[Begin]

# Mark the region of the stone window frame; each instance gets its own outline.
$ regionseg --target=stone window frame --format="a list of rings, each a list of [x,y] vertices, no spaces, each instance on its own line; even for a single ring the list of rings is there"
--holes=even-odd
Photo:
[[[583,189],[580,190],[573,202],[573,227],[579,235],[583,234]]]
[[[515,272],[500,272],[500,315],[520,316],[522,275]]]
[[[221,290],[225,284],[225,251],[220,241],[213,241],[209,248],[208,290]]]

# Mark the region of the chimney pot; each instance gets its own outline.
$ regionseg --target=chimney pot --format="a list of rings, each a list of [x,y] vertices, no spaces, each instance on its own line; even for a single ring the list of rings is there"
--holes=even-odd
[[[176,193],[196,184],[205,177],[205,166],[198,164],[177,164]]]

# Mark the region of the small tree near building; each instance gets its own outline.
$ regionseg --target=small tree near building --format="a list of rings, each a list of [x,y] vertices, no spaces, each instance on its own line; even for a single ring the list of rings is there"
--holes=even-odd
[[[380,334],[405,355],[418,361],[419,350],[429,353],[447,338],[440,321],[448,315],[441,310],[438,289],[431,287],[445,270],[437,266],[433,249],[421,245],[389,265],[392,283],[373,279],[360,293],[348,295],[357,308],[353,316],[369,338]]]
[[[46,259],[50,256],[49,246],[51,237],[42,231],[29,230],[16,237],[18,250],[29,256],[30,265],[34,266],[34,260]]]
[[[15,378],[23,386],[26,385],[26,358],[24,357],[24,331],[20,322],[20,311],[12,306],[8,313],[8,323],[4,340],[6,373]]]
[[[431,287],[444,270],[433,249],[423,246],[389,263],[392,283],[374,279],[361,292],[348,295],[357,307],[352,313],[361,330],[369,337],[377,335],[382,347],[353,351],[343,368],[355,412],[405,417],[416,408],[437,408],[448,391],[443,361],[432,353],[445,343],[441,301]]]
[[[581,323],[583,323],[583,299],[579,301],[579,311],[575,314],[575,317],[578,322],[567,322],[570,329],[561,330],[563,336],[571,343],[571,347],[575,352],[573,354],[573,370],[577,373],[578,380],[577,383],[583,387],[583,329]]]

[End]

### EXERCISE AIM
Edit everything from the start of the entries down through the line containing "[[[176,193],[196,184],[205,177],[205,166],[198,164],[177,164]]]" so that "chimney pot" becomes "chimney cap", and leave every other part as it is.

### EXERCISE SOLUTION
# Mark the region of the stone window frame; each instance gets its own outline.
$ regionseg --target=stone window frame --format="a list of rings, each a list of [x,y] vertices, no spaces, each instance on its own line; even for a single ring the list of rings is there"
--holes=even-odd
Photo:
[[[583,189],[580,190],[573,202],[573,227],[579,235],[583,234]]]
[[[515,272],[500,272],[500,315],[520,316],[522,275]]]
[[[221,290],[225,284],[225,251],[220,241],[213,241],[209,248],[208,290]]]

# Mark the region of the chimney cap; each instance gets its own outline.
$ regionseg --target=chimney cap --format="a list of rings, each a list of [x,y] vertices, no spaces, each instance on its own line; even for a single ring the list of rings is there"
--holes=even-odd
[[[176,193],[196,184],[205,177],[205,166],[198,164],[177,164]]]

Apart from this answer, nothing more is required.